## What you are asked to do
Transcribe the stretch of the text below on nanoparticles in water that begins with the words containing "Closer to home, the" and ends with "which contain lead.".

## Given text
☆ ☆ ☆ ☆ ☆
He asks, “Are the metals less toxic if they are associated with nanoparticles than if dissolved as atoms in water? If a person, animal, fish, or insect ingests this water, will lead pass harmlessly through if it is associated with a nanoparticle?
“What Kelly learns about the role of nanoparticles in metal transport will be applicable to rivers worldwide,” Hochella said.
Closer to home, the authors asked, can environmental nanoparticles, which both transport and break down contaminants, affect the quality of our drinking water – despite or because of water treatment processes?
As a model system for identifying the mineral phase(s) of nanoparticles extracted from treated waters, Virginia Tech researchers examined tap water from Washington, D.C., which had had a significant problem with dangerously high lead concentrations in drinking water, likely due to leaching from lead-bearing pipes promoted by breakdown products of disinfection agents, according to Marc Edwards, professor of civil engineering at Virginia Tech, who was named a MacArthur Fellow for his work. The Virginia Tech geosciences group’s TEM data showed the presence of many nanoparticles of various compositions, sizes, and morphologies, some of which contain lead.
Wigginton wrote, “Although very few studies have been done to address the origin of nanoparticles in drinking water systems, it is relatively safe to assume one of three mechanisms: 1) the particles themselves (not necessarily the sorbed species that they are carrying) are native to the source water and are resilient enough to withstand chemical processing steps at the treatment facility; 2) nanoparticulate phases precipitate once inside the treatment plant and/or distribution system in response to changing chemical conditions; or 3) corrosion of pipes promoted by disinfectants and/or their degradation byproducts could cause nanoparticles attached to the piping material to detach.” He said that preliminary evidence suggests lead transport is influenced by environmental nanoparticles from the source water that have made it through the treatment facility and into the distribution system.
The researchers concluded that “environmental nanoparticle science will have to advance aggressively along at least two research paths: 1) fundamental research on the physical property and chemical reactivity variability of nanoparticles as a function of their size; and 2) the detailed study and understanding of the influence of nanoparticles on aqueous chemical processes.”
Hochella observed that the Journal of Environmental Monitoring prefers to give engineers and scientists information about processes, “but we are not yet able to tell engineers and scientists in the field where the nanoparticles and metals are and why nanoparticles behave differently. But it certainly is important that they know that recent research is calling assumptions about transport, remediation, and water treatment into question.”
The review concludes that “nanoparticle science goes well beyond the traditional boundaries of aqueous colloid science, but clearly these fields are highly complementary and are already beginning to merge.”
☆ ☆ ☆ ☆ ☆
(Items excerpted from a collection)

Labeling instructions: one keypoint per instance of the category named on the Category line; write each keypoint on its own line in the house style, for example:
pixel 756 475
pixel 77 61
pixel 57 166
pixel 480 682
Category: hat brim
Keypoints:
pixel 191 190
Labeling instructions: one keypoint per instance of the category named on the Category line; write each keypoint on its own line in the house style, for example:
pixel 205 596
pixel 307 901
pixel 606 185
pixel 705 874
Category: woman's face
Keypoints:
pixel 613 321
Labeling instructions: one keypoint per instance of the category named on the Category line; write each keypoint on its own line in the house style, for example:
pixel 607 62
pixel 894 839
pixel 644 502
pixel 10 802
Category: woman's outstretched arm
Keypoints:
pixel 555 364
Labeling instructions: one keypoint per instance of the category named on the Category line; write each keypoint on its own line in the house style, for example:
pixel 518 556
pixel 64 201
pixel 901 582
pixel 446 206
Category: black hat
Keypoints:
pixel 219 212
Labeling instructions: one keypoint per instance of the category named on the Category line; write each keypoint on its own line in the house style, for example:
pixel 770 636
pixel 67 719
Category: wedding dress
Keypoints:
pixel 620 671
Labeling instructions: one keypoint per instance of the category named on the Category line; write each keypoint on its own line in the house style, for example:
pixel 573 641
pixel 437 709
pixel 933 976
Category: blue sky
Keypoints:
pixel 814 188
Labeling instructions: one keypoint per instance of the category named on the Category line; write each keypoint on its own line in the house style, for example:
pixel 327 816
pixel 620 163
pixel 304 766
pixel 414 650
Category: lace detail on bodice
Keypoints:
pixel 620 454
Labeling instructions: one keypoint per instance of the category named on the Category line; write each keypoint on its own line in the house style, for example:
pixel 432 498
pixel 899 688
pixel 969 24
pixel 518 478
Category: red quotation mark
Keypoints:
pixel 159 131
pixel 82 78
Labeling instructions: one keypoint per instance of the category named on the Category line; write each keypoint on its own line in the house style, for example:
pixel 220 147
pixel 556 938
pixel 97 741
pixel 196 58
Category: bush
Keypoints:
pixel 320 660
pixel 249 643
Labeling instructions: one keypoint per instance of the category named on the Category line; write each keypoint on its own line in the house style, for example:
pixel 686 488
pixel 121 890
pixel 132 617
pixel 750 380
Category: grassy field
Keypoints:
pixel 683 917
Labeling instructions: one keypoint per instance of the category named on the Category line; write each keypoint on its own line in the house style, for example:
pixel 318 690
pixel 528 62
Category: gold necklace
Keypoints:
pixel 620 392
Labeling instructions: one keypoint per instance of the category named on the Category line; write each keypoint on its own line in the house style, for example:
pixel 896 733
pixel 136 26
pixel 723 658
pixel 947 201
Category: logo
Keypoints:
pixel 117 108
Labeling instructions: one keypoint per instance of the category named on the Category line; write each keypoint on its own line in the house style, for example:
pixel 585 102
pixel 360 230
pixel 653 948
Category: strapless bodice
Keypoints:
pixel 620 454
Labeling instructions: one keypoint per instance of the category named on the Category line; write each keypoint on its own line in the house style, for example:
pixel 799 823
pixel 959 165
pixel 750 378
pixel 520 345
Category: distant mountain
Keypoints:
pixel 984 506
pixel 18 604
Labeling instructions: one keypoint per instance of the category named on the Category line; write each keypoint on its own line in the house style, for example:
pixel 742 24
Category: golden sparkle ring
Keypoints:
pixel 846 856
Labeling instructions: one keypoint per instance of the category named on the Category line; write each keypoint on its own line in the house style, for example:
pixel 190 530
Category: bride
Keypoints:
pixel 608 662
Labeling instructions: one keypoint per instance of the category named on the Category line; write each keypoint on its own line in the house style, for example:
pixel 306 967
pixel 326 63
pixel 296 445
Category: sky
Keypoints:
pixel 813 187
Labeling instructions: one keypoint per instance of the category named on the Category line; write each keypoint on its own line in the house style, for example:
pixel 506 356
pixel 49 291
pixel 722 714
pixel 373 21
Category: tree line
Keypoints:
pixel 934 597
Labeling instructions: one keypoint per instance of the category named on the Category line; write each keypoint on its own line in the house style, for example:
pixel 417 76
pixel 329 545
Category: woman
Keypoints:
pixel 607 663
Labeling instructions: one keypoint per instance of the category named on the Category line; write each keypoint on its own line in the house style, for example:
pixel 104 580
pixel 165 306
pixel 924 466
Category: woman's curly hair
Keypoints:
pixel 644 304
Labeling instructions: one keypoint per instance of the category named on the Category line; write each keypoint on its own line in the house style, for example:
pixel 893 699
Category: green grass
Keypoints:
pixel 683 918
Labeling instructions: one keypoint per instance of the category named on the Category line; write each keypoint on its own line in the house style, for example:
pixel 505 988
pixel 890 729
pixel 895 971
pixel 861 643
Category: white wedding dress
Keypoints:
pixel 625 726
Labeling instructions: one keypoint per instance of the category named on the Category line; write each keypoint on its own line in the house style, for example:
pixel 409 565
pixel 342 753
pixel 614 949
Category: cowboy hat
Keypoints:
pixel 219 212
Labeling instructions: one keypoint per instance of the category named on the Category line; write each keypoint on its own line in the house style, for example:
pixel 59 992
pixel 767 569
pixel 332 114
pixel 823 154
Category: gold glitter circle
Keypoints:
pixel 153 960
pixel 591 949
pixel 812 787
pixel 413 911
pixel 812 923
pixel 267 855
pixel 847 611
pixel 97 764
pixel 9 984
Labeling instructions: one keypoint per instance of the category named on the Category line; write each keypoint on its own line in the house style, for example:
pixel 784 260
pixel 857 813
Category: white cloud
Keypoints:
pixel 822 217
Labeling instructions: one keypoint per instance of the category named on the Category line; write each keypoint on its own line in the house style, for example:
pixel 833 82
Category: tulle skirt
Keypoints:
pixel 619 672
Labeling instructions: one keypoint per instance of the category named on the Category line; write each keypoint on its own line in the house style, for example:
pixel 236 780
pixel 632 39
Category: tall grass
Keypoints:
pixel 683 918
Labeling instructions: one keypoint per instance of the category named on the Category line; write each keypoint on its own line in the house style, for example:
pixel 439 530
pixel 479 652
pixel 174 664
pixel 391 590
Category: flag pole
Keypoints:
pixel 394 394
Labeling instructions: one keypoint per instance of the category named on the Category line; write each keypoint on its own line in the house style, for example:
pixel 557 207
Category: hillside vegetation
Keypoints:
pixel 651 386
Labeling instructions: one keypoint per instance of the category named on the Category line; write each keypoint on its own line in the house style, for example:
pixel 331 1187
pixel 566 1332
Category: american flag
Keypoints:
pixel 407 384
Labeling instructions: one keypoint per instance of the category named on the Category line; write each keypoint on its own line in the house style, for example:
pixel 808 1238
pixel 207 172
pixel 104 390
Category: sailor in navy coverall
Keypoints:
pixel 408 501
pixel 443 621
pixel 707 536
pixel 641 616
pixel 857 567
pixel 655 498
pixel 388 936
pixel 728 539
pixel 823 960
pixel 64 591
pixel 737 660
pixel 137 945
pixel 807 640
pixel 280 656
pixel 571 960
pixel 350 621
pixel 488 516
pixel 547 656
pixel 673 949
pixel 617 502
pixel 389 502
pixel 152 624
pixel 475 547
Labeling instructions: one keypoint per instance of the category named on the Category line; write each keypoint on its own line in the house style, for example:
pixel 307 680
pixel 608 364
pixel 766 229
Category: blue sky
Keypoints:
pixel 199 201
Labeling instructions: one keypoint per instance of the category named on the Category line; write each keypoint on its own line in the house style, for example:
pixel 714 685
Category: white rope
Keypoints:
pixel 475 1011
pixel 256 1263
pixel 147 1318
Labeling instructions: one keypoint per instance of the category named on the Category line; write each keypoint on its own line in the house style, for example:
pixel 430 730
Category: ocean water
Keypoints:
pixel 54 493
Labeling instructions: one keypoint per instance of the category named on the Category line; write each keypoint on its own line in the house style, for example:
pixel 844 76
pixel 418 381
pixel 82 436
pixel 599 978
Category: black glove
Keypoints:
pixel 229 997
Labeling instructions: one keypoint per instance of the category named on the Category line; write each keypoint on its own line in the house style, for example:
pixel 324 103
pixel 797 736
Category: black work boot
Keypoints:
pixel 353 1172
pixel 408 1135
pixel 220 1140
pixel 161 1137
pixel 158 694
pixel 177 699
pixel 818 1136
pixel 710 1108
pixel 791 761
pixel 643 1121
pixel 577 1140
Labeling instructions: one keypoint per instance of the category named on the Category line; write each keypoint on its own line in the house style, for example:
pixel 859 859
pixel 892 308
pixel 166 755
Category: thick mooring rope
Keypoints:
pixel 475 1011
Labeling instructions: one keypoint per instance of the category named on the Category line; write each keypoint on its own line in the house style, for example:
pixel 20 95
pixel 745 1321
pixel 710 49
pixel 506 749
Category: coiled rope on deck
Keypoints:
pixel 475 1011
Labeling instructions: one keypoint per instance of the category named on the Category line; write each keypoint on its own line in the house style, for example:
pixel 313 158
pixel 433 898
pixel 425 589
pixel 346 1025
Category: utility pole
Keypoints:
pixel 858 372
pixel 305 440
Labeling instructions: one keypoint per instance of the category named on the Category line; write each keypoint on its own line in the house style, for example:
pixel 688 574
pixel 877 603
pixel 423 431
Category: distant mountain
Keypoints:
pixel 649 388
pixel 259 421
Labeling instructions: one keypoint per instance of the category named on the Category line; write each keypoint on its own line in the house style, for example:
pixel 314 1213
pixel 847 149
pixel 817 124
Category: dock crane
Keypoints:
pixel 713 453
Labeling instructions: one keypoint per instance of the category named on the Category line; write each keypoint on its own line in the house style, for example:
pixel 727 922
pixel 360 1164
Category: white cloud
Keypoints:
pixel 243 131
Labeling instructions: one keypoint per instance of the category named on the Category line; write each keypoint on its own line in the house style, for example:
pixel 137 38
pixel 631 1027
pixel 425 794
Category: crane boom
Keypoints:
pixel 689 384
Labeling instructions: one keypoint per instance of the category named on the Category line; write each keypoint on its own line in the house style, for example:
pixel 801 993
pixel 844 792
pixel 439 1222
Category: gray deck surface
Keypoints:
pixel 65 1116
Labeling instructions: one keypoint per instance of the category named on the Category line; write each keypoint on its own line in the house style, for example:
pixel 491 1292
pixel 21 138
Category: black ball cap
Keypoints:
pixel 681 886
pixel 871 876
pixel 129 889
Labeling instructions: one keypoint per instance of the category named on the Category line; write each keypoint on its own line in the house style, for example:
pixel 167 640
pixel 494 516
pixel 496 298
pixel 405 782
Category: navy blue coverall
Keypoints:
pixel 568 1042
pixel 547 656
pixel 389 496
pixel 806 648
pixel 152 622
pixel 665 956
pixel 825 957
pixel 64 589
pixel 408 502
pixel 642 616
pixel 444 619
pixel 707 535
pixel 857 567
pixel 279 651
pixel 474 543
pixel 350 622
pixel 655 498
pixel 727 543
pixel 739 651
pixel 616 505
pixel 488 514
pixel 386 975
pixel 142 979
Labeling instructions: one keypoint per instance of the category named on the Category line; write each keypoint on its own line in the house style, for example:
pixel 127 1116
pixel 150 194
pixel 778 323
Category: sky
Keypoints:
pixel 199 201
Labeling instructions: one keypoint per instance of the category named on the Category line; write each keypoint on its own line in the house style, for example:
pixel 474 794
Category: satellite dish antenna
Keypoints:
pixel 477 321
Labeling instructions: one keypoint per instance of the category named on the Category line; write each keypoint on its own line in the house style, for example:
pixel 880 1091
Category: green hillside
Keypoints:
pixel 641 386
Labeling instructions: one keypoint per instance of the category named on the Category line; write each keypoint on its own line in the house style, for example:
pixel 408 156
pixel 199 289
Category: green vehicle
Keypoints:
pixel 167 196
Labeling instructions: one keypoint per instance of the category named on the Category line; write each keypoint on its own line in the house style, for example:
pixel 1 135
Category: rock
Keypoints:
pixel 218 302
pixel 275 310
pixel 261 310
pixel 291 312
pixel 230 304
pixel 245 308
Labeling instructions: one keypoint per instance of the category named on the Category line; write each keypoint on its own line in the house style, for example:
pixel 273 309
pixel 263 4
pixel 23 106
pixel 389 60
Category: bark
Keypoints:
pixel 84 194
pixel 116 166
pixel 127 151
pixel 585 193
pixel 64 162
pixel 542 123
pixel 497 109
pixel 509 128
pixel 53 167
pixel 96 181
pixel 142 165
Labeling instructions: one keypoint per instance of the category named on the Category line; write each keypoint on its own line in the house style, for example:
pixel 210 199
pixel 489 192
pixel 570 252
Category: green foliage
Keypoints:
☆ ☆ ☆ ☆ ☆
## Task output
Closer to home, the authors asked, can environmental nanoparticles, which both transport and break down contaminants, affect the quality of our drinking water – despite or because of water treatment processes?
As a model system for identifying the mineral phase(s) of nanoparticles extracted from treated waters, Virginia Tech researchers examined tap water from Washington, D.C., which had had a significant problem with dangerously high lead concentrations in drinking water, likely due to leaching from lead-bearing pipes promoted by breakdown products of disinfection agents, according to Marc Edwards, professor of civil engineering at Virginia Tech, who was named a MacArthur Fellow for his work. The Virginia Tech geosciences group’s TEM data showed the presence of many nanoparticles of various compositions, sizes, and morphologies, some of which contain lead.